§ SOURCE TEXT
________
1

Suppose a line has a maximum length of 5. I want an Identifier to continue when a newline character is put on position 5.

examples:

  • abcd'\n'ef would result in a single Identifier "abdef"
  • ab'\n'def would result in Identifier "ab" (and another one "def")

Somehow I cannot get it working...

Attempt 1 is something like:

NEWLINE1  : '\r'? '\n' { _tokenStartCharPositionInLine == 5 } -> skip;
NEWLINE2  : '\r'? '\n' { _tokenStartCharPositionInLine < 5 } -> channel(WHITESPACE);

Identifier    : Letter (LetterOrDigit)*;

fragment
Letter        : [a-zA-Z];

fragment
LetterOrDigit : [a-zA-Z0-9];

Attempt 2 is something like:

WS  :   (' ' | '\t' | '\n' | '\r' | '\f')+ -> channel(WHITESPACE);

Identifier    : Letter (LetterOrDigit NEWLINE?)*;

NEWLINE:   '\r'? '\n' { _tokenStartCharPositionInLine == 5}? -> skip;

fragment
Letter        : [a-zA-Z];

fragment
LetterOrDigit : [a-zA-Z0-9];

This seems to work, however the '\n' sign is still part of the Identifier when processing it in the parser. Somehow I do not succeed into 'ignoring' the newline when it is on the last position of a line.
________
§ GIVEN DATA
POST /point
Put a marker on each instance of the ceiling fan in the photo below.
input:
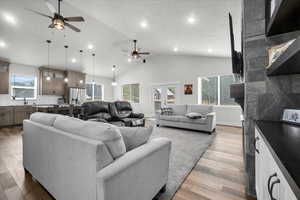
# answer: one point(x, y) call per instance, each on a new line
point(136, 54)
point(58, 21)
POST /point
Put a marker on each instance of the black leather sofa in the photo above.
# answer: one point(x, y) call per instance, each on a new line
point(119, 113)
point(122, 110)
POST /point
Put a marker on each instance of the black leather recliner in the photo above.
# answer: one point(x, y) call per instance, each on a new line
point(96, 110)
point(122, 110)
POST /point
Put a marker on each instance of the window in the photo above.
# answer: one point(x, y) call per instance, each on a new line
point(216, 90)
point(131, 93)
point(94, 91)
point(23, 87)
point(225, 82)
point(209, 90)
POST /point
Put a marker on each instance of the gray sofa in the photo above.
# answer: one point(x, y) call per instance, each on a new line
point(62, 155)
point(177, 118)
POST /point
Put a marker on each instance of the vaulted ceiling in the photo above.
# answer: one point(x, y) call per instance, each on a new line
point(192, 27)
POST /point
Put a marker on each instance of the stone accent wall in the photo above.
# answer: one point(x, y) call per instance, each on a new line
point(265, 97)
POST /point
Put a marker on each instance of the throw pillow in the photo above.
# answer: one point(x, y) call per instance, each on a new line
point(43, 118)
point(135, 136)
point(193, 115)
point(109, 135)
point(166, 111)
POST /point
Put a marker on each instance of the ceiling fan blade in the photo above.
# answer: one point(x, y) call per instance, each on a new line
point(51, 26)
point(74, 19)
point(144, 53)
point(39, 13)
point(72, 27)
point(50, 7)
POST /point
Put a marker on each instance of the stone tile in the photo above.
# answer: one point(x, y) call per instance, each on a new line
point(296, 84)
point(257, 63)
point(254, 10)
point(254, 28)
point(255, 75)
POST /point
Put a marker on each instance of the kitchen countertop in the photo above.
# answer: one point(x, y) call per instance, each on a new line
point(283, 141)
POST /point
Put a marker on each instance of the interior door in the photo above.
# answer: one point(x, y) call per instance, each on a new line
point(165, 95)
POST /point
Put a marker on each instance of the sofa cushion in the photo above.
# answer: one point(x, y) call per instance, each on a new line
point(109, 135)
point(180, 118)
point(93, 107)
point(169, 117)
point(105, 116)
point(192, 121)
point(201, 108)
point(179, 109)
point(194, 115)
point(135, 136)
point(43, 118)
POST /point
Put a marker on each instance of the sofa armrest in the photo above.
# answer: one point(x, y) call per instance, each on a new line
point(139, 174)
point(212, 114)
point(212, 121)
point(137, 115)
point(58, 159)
________
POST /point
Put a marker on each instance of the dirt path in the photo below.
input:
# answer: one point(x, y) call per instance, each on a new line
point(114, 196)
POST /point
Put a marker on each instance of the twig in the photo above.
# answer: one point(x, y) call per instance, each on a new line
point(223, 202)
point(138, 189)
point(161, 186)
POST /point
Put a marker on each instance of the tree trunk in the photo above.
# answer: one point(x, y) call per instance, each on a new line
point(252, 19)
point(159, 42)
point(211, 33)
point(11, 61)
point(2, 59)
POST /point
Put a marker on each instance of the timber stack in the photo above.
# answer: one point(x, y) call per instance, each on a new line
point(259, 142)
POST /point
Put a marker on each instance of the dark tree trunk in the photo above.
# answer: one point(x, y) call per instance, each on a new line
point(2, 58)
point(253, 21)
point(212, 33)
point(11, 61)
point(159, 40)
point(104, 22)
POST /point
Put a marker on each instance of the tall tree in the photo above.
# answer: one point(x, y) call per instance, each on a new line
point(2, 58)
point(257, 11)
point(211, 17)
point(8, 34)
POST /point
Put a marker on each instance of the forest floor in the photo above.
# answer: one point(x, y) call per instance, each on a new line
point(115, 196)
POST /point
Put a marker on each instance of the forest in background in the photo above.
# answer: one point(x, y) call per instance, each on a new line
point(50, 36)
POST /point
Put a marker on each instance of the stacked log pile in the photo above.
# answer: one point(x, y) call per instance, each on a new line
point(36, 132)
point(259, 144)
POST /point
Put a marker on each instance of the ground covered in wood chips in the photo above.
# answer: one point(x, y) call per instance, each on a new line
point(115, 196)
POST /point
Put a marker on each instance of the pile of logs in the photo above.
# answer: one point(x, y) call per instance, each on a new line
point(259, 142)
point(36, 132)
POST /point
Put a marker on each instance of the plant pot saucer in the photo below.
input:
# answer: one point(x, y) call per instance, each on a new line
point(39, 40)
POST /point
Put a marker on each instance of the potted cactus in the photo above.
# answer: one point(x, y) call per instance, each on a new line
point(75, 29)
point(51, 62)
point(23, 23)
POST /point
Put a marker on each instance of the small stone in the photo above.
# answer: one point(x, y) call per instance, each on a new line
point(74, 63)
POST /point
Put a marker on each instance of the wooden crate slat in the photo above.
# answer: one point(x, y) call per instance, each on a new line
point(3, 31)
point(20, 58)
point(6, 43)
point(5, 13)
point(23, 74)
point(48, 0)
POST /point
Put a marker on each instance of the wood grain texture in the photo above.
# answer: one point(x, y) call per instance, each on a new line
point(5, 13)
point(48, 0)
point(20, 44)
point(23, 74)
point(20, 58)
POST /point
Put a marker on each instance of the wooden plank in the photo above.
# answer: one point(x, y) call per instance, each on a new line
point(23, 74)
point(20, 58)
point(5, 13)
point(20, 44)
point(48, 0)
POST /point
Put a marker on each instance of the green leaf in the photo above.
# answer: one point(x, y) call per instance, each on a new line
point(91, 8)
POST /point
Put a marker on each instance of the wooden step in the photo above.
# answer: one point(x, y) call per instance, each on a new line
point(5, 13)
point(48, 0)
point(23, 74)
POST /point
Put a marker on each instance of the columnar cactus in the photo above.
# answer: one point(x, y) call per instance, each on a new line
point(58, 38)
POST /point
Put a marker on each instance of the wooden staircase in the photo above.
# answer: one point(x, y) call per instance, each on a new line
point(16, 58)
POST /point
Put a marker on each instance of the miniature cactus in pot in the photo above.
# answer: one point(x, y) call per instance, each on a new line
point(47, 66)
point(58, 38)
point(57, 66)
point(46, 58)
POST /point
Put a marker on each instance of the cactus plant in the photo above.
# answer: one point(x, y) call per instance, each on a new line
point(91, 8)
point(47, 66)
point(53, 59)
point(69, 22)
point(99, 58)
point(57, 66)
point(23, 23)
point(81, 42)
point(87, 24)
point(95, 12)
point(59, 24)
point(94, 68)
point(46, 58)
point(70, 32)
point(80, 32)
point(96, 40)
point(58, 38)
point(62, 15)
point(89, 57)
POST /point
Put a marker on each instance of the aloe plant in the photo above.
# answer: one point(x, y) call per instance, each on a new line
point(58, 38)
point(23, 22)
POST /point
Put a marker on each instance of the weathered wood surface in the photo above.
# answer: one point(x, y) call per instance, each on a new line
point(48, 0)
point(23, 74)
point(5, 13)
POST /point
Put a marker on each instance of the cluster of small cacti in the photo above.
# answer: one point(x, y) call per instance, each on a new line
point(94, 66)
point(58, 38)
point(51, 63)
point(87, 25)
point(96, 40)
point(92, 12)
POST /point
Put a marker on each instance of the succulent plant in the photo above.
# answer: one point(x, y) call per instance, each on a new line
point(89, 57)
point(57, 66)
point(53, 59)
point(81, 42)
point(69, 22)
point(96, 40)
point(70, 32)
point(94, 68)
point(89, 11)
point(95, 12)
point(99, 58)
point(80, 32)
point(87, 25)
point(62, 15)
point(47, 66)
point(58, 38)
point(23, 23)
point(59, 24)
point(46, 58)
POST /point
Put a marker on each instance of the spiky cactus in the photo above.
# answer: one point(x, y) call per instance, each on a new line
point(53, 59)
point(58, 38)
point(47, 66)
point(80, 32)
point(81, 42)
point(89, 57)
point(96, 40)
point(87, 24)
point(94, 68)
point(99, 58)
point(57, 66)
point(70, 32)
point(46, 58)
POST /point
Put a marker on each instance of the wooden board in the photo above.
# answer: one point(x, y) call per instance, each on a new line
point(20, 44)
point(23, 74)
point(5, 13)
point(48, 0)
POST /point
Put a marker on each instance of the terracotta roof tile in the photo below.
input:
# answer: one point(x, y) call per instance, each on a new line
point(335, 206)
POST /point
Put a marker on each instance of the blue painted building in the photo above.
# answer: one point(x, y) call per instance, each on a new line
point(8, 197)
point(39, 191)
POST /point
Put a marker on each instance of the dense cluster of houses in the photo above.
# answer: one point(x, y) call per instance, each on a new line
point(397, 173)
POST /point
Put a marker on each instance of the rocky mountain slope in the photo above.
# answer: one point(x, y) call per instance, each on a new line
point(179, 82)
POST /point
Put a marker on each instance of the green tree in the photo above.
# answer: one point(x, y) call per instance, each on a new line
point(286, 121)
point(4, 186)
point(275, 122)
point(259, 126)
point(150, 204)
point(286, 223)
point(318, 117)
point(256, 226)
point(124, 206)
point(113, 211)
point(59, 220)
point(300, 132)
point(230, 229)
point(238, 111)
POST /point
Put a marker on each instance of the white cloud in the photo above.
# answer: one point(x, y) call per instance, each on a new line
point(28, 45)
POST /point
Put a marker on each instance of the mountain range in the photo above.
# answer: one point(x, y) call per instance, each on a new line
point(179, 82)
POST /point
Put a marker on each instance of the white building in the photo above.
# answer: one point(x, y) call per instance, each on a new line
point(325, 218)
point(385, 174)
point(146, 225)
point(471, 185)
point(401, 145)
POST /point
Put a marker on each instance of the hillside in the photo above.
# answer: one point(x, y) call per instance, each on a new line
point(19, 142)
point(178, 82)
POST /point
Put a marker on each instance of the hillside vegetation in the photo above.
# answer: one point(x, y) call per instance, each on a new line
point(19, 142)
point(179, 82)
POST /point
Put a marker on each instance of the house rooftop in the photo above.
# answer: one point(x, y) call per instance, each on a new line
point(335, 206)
________
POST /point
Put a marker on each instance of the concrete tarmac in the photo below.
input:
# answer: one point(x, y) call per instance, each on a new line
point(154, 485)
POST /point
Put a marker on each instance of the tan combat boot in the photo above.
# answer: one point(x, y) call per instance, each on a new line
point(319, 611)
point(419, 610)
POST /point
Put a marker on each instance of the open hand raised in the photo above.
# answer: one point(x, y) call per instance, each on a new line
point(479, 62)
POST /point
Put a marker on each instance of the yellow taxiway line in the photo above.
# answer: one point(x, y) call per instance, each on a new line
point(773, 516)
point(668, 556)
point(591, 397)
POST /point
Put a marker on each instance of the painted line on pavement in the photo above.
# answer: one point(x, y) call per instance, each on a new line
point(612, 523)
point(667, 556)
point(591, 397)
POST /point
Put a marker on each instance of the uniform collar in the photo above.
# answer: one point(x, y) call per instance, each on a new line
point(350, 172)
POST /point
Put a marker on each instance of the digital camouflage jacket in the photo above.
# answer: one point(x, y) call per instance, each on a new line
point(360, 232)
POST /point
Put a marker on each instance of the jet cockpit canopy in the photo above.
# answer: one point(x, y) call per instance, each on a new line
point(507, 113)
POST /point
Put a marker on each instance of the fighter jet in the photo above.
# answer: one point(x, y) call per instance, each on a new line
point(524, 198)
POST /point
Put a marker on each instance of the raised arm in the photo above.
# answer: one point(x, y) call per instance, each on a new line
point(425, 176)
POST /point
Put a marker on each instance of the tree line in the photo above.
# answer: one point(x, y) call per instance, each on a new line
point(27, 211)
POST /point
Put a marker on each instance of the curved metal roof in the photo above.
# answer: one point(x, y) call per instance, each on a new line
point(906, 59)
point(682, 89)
________
§ GIVEN EXERCISE A
In the lexer question about line-wrapped identifiers, condense the paragraph beginning "This seems to work, however" into a shorter form that keeps its main facts.
§ GIVEN EXERCISE B
According to the lexer question about line-wrapped identifiers, why is Attempt 2 not a full solution?
§ GIVEN EXERCISE C
Continue the lexer question about line-wrapped identifiers from its last sentence.

§ EXERCISE OUTPUT A
Attempt 2 appears to work, but the parser still sees the '\n' inside the Identifier. The newline at the last position of a line is not being ignored.

§ EXERCISE OUTPUT B
Attempt 2 seems to work, but the '\n' sign is still part of the Identifier when the parser processes it. A newline at the last position of a line is therefore not ignored as intended.

§ EXERCISE OUTPUT C
1 Answers1

0

This seems to work, however the '\n' sign is still part of the Identifier when processing it in the parser.

That is because the NEWLINE is only skipped when matched "independently". Whenever it is part of another rule, like Identifier, it will stay part of said rule.

IMO, you should just go for this solution and not add too much predicates to your lexer (or parser). Simply strip the line break from the Identifier after parsing.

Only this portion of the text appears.